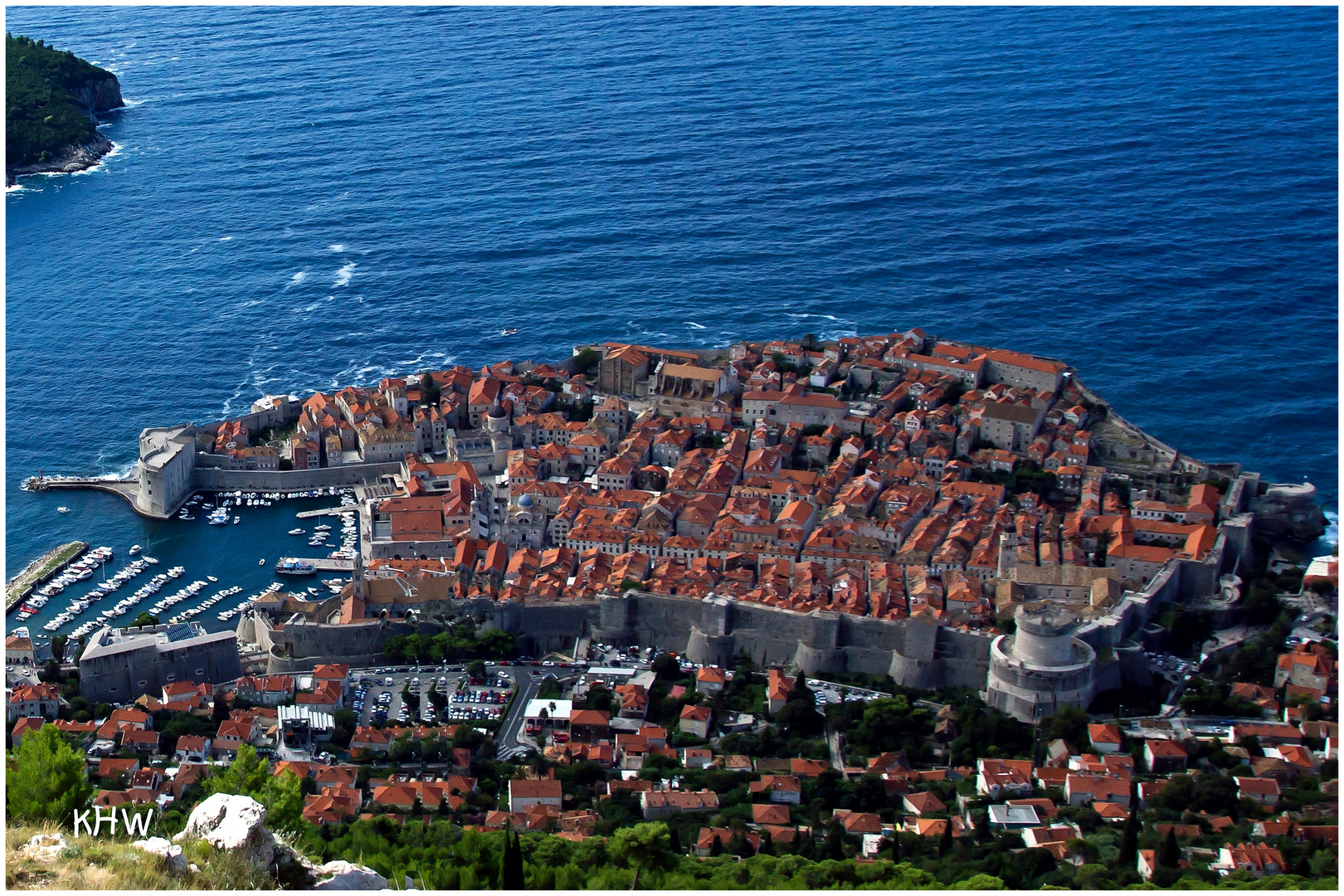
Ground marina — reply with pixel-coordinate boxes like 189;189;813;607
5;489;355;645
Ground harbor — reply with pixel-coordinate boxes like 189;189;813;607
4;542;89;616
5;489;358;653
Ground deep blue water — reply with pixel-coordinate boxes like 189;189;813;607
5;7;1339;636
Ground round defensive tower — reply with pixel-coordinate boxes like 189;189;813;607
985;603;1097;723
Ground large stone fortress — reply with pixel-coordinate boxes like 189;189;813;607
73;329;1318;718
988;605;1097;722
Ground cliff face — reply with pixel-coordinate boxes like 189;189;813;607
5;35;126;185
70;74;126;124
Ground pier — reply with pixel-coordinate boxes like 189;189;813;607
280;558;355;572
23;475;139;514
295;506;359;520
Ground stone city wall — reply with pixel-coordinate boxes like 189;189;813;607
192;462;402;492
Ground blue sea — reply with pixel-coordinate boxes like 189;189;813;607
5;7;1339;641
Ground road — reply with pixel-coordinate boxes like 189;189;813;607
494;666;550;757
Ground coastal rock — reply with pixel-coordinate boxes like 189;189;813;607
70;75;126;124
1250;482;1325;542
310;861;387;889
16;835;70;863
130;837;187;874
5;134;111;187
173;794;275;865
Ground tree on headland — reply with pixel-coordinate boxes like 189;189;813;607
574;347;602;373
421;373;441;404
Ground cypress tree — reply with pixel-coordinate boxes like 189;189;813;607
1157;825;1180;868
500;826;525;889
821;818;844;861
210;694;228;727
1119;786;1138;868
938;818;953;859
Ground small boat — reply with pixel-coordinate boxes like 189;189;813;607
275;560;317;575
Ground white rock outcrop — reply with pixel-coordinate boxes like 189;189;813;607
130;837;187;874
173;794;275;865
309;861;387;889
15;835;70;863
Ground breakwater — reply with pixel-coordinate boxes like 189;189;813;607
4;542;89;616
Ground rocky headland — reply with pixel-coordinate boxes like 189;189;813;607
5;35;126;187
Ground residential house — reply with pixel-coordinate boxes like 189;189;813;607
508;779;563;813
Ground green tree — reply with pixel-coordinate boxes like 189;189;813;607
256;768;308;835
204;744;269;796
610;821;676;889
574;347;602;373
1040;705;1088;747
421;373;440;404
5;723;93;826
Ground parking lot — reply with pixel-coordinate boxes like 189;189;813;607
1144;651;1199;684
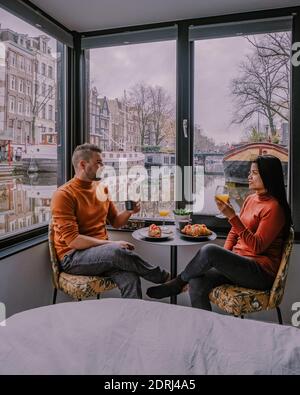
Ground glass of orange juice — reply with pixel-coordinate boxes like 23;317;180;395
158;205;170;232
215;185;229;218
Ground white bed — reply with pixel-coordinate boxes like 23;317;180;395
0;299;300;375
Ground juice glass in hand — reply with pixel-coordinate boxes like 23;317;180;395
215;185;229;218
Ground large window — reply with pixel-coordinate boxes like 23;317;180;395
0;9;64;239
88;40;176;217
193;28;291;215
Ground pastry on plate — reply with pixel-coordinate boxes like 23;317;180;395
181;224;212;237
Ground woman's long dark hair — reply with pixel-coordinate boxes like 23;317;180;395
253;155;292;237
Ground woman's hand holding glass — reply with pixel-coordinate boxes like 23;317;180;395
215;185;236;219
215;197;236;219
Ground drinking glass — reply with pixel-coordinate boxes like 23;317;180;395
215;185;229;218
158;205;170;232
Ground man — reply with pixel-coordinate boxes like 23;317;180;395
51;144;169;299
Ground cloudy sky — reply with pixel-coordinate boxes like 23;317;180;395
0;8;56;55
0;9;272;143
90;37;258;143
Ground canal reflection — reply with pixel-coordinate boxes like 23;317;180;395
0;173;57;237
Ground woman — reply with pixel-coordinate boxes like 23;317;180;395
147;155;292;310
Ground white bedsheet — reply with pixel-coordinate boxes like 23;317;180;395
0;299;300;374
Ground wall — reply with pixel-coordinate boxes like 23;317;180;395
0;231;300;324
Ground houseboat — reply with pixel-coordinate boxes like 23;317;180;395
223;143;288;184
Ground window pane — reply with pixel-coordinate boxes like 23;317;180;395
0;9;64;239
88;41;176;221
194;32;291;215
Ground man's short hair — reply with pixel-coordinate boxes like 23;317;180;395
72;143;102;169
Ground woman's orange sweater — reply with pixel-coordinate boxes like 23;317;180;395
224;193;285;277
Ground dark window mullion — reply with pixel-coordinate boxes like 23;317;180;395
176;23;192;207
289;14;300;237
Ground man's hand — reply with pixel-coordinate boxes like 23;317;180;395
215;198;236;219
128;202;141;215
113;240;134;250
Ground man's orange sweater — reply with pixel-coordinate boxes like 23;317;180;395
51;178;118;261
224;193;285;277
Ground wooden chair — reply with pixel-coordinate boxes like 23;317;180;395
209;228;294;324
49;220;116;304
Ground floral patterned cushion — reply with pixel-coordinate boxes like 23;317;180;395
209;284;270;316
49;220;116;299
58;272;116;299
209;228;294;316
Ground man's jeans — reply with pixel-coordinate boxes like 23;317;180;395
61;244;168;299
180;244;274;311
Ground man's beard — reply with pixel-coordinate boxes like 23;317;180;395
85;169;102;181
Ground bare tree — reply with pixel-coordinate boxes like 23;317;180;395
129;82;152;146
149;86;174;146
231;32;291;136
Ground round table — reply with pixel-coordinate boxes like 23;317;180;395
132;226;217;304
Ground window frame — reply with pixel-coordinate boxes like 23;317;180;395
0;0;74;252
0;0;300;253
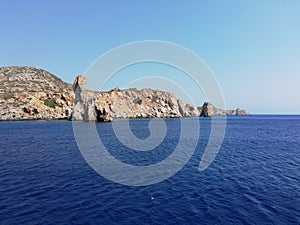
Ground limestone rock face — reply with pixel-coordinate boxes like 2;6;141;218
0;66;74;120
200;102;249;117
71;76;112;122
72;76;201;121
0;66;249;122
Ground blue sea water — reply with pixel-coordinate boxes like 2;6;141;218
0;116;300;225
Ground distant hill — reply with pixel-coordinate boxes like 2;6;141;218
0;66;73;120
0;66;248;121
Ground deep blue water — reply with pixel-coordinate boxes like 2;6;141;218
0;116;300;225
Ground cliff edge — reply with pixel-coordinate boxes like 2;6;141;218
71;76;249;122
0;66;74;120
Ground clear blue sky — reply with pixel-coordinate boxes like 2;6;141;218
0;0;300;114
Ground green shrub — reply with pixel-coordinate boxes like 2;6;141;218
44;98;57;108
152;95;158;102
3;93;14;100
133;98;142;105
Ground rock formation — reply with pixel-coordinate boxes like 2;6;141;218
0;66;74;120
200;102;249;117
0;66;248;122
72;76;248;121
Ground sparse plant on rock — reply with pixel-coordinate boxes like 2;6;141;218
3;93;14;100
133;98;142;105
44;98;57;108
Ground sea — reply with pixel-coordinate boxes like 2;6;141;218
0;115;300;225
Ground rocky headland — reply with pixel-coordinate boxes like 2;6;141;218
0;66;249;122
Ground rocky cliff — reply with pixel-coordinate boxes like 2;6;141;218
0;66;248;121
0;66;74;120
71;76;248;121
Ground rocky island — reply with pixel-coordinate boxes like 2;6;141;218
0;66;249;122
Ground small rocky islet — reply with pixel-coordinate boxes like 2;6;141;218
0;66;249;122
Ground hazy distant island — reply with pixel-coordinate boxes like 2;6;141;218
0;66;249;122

--*--

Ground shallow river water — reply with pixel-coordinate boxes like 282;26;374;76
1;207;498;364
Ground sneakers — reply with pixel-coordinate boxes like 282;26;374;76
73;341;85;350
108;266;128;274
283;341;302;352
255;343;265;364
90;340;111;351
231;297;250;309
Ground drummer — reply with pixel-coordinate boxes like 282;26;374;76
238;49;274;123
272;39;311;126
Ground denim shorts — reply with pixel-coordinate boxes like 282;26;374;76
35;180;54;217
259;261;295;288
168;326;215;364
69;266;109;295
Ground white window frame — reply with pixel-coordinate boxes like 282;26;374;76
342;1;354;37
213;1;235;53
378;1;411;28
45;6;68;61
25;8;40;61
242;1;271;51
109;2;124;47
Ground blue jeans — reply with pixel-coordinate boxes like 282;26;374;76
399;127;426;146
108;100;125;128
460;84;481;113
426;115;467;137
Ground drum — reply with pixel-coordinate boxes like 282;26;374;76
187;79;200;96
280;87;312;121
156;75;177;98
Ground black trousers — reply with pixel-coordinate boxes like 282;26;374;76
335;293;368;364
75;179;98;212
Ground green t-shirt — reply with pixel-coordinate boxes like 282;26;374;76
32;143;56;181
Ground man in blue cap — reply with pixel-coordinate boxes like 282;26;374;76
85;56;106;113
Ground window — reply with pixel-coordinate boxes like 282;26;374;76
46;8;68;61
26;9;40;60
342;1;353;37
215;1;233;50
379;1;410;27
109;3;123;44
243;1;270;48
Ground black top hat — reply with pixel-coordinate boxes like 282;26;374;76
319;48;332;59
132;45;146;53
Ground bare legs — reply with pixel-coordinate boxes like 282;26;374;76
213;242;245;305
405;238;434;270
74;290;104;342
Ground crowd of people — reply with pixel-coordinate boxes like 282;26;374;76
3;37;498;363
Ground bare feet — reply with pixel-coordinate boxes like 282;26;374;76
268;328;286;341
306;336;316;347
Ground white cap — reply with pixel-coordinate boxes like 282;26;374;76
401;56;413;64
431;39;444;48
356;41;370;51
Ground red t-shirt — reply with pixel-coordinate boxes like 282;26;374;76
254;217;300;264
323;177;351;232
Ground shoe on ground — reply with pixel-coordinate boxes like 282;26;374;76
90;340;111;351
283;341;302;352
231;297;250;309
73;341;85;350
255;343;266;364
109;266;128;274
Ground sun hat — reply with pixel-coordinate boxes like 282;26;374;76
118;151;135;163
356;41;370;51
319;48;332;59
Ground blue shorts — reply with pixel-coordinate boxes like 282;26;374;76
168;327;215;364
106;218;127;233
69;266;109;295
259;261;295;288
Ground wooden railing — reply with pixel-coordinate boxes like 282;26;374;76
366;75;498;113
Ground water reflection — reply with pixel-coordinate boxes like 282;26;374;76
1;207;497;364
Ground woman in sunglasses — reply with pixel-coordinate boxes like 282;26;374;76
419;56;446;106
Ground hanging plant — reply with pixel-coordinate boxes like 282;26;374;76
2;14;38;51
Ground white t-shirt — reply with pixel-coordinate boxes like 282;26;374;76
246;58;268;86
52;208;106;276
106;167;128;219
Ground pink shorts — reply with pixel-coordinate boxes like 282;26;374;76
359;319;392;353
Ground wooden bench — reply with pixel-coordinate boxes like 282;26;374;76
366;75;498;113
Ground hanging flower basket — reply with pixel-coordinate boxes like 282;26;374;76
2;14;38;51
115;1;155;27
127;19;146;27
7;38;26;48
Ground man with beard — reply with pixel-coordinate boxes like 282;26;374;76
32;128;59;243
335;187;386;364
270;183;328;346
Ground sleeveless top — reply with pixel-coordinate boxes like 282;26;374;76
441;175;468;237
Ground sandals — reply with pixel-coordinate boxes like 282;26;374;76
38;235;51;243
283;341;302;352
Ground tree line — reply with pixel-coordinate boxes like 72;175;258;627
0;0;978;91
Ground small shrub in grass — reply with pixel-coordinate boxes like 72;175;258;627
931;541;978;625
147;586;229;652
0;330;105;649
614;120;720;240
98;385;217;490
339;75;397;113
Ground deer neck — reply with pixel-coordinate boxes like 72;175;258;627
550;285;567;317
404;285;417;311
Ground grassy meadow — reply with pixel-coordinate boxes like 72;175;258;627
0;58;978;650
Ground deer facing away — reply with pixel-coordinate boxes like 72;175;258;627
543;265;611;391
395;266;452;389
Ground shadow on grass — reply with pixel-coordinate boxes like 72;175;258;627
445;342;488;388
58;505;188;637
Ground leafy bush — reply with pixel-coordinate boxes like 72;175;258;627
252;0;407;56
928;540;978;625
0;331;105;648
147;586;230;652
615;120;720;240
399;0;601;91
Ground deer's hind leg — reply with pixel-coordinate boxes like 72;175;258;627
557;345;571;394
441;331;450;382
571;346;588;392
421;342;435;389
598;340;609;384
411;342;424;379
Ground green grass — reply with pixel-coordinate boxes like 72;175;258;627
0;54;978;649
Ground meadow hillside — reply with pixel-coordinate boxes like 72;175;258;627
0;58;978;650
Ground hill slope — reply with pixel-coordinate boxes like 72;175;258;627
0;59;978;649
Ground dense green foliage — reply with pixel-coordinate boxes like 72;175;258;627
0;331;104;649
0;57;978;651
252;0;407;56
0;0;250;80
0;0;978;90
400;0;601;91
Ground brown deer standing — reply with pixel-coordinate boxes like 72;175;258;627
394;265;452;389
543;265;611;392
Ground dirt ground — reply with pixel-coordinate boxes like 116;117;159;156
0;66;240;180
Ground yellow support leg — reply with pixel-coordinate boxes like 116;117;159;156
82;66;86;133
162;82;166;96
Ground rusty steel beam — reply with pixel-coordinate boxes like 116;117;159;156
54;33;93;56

--*--

WORK TO COMPLETE → Write out the rows unchanged, beginning at the line that contains "Ground marina —" and stopping after the line that contains "5;35;126;187", with both of those lines included.

RESPONSE TO THE TASK →
Ground marina — reply with pixel-coordinate boxes like 189;189;813;607
5;489;355;645
Ground harbor — reply with pixel-coordinate boxes like 189;189;813;607
4;542;89;616
5;489;358;653
Ground deep blue water — reply with pixel-coordinate boxes like 189;189;813;607
5;7;1339;636
Ground round defensive tower — reply with pixel-coordinate boxes like 189;189;813;607
985;603;1097;723
Ground large stone fortress — reply with pixel-coordinate boxes like 189;189;813;607
73;329;1318;718
988;605;1097;722
Ground cliff face — reply with pixel-coordinate boxes like 189;189;813;607
5;35;126;185
70;74;126;124
Ground pier — reply with pixel-coordinate boxes like 189;189;813;607
280;558;355;572
23;475;139;514
295;506;359;520
Ground stone city wall — reply with pixel-coordinate boxes like 189;189;813;607
192;462;402;492
Ground blue sea — reply with pixel-coordinate boxes like 189;189;813;607
5;7;1339;641
Ground road — reply with pixel-coordinate boxes like 189;189;813;607
494;666;550;757
Ground coastal rock — reply with pixel-coordinate boxes like 189;189;813;607
70;75;126;124
1250;482;1325;542
310;861;387;889
16;835;70;863
130;837;187;874
5;134;111;187
173;794;275;865
Ground tree on headland — reply with pixel-coordinate boxes like 189;189;813;607
574;347;602;373
421;373;441;404
Ground cypress tree — reply with pixel-coordinate boxes like 189;189;813;607
1157;825;1180;868
500;826;525;889
821;818;844;861
210;694;228;727
1119;786;1138;868
938;818;953;859
Ground small boat — reply with pixel-coordinate boxes like 189;189;813;607
275;560;317;575
Ground white rock outcrop — reply with pixel-coordinate boxes like 189;189;813;607
130;837;187;874
173;794;275;865
309;861;387;889
15;835;70;863
Ground breakwater — reply with pixel-coordinate boxes like 189;189;813;607
4;542;89;616
Ground rocky headland — reply with pixel-coordinate boxes like 189;189;813;607
5;35;126;187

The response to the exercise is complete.